Problems to solve:
A: Condense the paragraph of the Gita commentary that begins "He is the ‘overseer’, says the verse" into a shorter version that keeps its main facts.
B: Reproduce word for word the stretch of the Gita commentary that starts at "The parallel is" and ends after "unless constantly adjusted.".
C: Resume the Gita commentary, starting right after its final sentence.

Excerpted text:
++++++++++++++++++++

Overseer and approver

Overseer and approver,
supporter, experiencer, Great Lord,
Highest self – so is he called,
That dweller in the city of this body.

Bhagavad Gita, XIII.22

This verse contains two riddles, one individual and one cosmic. The individual riddle is posed by the final words: ‘dweller in the city of this body’; the cosmic riddle is in the words ‘Great Lord’, which as Shankara says refer to the universe. Surprisingly perhaps, the tradition of yoga is to take the cosmic one first, and then the individual.

The cosmic riddle is that the created universe has been taught as a projection from a divine intelligence, who has also entered into it and controls it from within as well as from without. His existence is said to be traceable in the workings of nature and in the human heart.
The individual riddle is that this omnipotent creator-Lord is somehow locked up in individual consciousness. Both these propositions seem at first sight to be highly unlikely, if not inconceivable except as poetic fantasy.

He is the ‘overseer’, says the verse. The sense is, that he does not himself act directly, but he acts through the workers, He is the ‘approver’, which means that unless the work is properly done, it will have to be done again and again till he does pass it. Shankara explains that in some of the complicated ceremonies in ancient India, there was in attendance an expert who did not take part in the ceremony himself, but supervised it; a mistaken procedure had to be done again till he approved it.

The parallel is with the workings of nature. obsessed by the so-called mechanical model of the physical universe, many of us believe that objects change and move according to fixed laws of nature. The deterministic mechanical model has been given up by physics, which now says that the fundamental level is indeterminate. It cannot explain how the indeterminacy of the basic level can lead to the seemingly deterministic behaviour which we believe we see in the world as it is. There must be some control somewhere, to turn the vague into the orderly, but no one has any idea what it is.

Shankara’s logical view is, that when we see order, we know there is intelligence producing it. Gardens, and account-books, become disorderly unless constantly adjusted.

We may think that repetition is a sign of a law of nature, an effect not dependent on consciousness. We can predict just what will happen when we drop a stone: gravity takes over, and there is no need to invoke a consciousness. Shankara however in his commentaries on the Upanishads says that things fall because the divinity of the earth pulls them. He pulls human beings, for instance, just so much that they can stand up; if he pulled a little more, they would fall flat on their faces, and if he pulled a little less, they would float away into space.

++++++++++++++++++++

[Annotation records]
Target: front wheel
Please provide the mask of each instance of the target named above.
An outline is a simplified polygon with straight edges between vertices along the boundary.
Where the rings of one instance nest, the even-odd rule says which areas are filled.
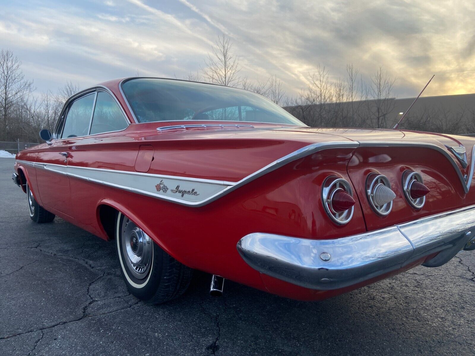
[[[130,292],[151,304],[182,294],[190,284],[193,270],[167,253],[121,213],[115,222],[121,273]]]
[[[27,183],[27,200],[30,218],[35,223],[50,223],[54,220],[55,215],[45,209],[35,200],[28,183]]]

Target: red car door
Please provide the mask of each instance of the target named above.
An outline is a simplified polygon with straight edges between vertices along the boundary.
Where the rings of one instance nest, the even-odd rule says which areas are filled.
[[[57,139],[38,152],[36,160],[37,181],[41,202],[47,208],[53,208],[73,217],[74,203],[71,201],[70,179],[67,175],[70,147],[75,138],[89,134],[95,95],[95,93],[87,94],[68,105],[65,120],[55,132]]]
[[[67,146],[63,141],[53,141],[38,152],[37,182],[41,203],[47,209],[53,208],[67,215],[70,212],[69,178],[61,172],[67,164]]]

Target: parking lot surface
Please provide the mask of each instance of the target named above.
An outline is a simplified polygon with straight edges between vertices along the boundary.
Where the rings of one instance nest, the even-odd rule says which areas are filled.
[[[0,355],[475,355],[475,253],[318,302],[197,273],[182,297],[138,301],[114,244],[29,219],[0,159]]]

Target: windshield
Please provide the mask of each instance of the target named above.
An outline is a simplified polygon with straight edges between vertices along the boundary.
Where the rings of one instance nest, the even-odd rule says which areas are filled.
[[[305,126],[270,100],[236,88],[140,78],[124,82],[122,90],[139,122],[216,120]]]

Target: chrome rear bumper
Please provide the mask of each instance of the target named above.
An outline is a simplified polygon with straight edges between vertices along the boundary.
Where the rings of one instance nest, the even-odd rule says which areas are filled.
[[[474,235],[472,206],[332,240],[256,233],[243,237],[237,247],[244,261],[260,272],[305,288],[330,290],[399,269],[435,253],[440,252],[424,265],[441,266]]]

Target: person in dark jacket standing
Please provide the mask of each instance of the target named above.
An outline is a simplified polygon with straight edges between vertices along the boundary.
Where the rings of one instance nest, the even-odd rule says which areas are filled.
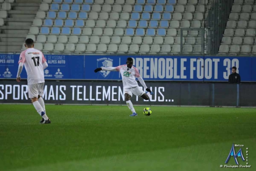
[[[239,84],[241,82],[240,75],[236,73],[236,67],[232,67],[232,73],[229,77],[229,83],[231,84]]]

++++++++++++++++++++

Results:
A: As ‘overseer’, he does not act directly but works through others. As ‘approver’, he has work redone until it is done properly. Shankara compares him to an expert at complicated ancient Indian ceremonies who supervised without taking part and had any mistaken procedure repeated until he approved it.

B:
The parallel is with the workings of nature. obsessed by the so-called mechanical model of the physical universe, many of us believe that objects change and move according to fixed laws of nature. The deterministic mechanical model has been given up by physics, which now says that the fundamental level is indeterminate. It cannot explain how the indeterminacy of the basic level can lead to the seemingly deterministic behaviour which we believe we see in the world as it is. There must be some control somewhere, to turn the vague into the orderly, but no one has any idea what it is.

Shankara’s logical view is, that when we see order, we know there is intelligence producing it. Gardens, and account-books, become disorderly unless constantly adjusted.

C:
But, it may be argued, the pull of gravity is always the same and predictable, so we do not need a divinity to explain it. This is based on a false assumption, that predictability implies unconscious functioning, because conscious functioning would be uncertain. A modern illustration of Shankara’s position is provided by an orchestral concert. The players have their respective orchestral parts on a stand before each one. They play the notes written there, and if we know the piece or have the full score, we can predict in each case what will be the next note. A listener in the next room might say that there is no need for the players: the note on the score is, by a law of nature, reproduced on the instrument. A robot could do it, and there is no need for an intelligence. Each note causes the next one, by a fixed causal law, and so it is that we predict them.

But we know that the argument is false. One note does not cause the succeeding note, though the sequence can be predicted. Each note is a free action of the player, prompted but not controlled by the score. It is roughly predictable, but not in the finer points, and it is just those finer points (which to the tone-deaf may seem negligible) that make an inspired performance. Musical people will come together in thousands to hear such a performance; the fine details have great results.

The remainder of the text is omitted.